**Défi 1**:
Dans l'article sur l'Union pour la Méditerranée, quelles personnes sont désignées par leur nom dans le paragraphe qui commence par « La photo de famille » ?

**Texte extrait**:
__________
Publié le 12 juillet 2008 par Danielriot - Www.relatio-Europe.com

Par William PETITJEAN

Union pour la Méditerranée : Le jour J avec six grands projets concrets...et bien des incertitudes

La photo de famille ou de table, aujourd'hui,  au Grand Palais à Paris sera belle et impressionnante. Malgré l'absence provocatrice de Kadhafi et l'empêchement (très diplomatique) de Mohammed VI (représenté par son frère). Déjà, l'Elysée a lancé un vrai mot d'ordre : "Pari gagné» ! C'est vrai. Mais le hors cadre est très chargé de malaises, de doutes, de scepticisme et surtout d'ambigüités. Bien des détails d e forme et de fond restent à régler. Et depuis le célèbre discours de Tanger, le 23 octobre 2007 (très marqué par une générosité très ...égotiste et par les fantasmes anti-communautaires du conseiller souverainiste  trop écouté Henri Guaino) le "grand projet" est devenu plus modeste. Heureusement d'ailleurs : ses bonnes intentions originelles auraient eu des conséquences très néfaste pour l'Union européenne...et pour les relations euro-méditerranéennes..
__________
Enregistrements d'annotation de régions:

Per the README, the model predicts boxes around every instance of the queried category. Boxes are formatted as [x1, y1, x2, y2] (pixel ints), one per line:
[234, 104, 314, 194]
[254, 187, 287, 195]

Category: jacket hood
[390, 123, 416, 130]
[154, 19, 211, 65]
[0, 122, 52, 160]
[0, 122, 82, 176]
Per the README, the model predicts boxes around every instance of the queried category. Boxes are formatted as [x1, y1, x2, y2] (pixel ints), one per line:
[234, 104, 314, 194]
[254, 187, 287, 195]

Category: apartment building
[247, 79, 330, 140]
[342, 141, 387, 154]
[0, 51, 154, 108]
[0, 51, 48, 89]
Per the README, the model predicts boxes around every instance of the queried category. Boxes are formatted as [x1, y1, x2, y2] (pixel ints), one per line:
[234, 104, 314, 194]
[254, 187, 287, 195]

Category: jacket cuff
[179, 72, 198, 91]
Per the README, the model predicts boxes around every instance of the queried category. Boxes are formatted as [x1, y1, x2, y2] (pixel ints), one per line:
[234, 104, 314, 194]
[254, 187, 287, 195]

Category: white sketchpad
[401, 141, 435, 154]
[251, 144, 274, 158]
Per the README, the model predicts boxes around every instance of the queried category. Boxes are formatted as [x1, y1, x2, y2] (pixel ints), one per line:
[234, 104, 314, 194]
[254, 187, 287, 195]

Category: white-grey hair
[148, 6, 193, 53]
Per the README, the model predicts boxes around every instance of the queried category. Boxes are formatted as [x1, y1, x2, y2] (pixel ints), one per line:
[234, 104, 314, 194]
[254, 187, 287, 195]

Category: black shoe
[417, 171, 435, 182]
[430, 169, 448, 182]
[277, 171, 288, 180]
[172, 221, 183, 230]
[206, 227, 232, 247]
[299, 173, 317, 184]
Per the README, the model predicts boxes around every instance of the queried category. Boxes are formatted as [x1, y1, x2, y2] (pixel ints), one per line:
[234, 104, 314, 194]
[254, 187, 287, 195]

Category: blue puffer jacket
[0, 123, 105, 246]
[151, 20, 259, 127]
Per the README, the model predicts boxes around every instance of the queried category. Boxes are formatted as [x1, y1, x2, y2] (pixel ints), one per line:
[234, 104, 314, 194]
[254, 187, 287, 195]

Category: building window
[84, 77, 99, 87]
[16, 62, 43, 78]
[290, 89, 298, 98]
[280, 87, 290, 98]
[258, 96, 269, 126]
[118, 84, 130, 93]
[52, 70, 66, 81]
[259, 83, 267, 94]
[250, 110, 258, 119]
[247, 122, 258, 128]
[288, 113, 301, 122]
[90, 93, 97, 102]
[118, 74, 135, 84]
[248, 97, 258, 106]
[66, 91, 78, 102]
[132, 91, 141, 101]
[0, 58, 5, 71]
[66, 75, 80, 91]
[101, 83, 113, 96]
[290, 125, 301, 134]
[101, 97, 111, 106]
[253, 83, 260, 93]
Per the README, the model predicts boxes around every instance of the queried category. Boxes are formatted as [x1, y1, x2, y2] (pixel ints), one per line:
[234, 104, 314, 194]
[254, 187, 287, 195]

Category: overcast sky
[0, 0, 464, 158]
__________
**Défi 2**:
Reproduisez la partie des enregistrements qui va de leur début jusqu'à la ligne contenant « [179, 72, 198, 91] », celle-ci comprise, en y remplaçant « jacket » par « coat » sans rien modifier d'autre.

**Résultat 1**:
Kadhafi, Mohammed VI, Henri Guaino

**Résultat 2**:
Per the README, the model predicts boxes around every instance of the queried category. Boxes are formatted as [x1, y1, x2, y2] (pixel ints), one per line:
[234, 104, 314, 194]
[254, 187, 287, 195]

Category: coat hood
[390, 123, 416, 130]
[154, 19, 211, 65]
[0, 122, 52, 160]
[0, 122, 82, 176]
Per the README, the model predicts boxes around every instance of the queried category. Boxes are formatted as [x1, y1, x2, y2] (pixel ints), one per line:
[234, 104, 314, 194]
[254, 187, 287, 195]

Category: apartment building
[247, 79, 330, 140]
[342, 141, 387, 154]
[0, 51, 154, 108]
[0, 51, 48, 89]
Per the README, the model predicts boxes around every instance of the queried category. Boxes are formatted as [x1, y1, x2, y2] (pixel ints), one per line:
[234, 104, 314, 194]
[254, 187, 287, 195]

Category: coat cuff
[179, 72, 198, 91]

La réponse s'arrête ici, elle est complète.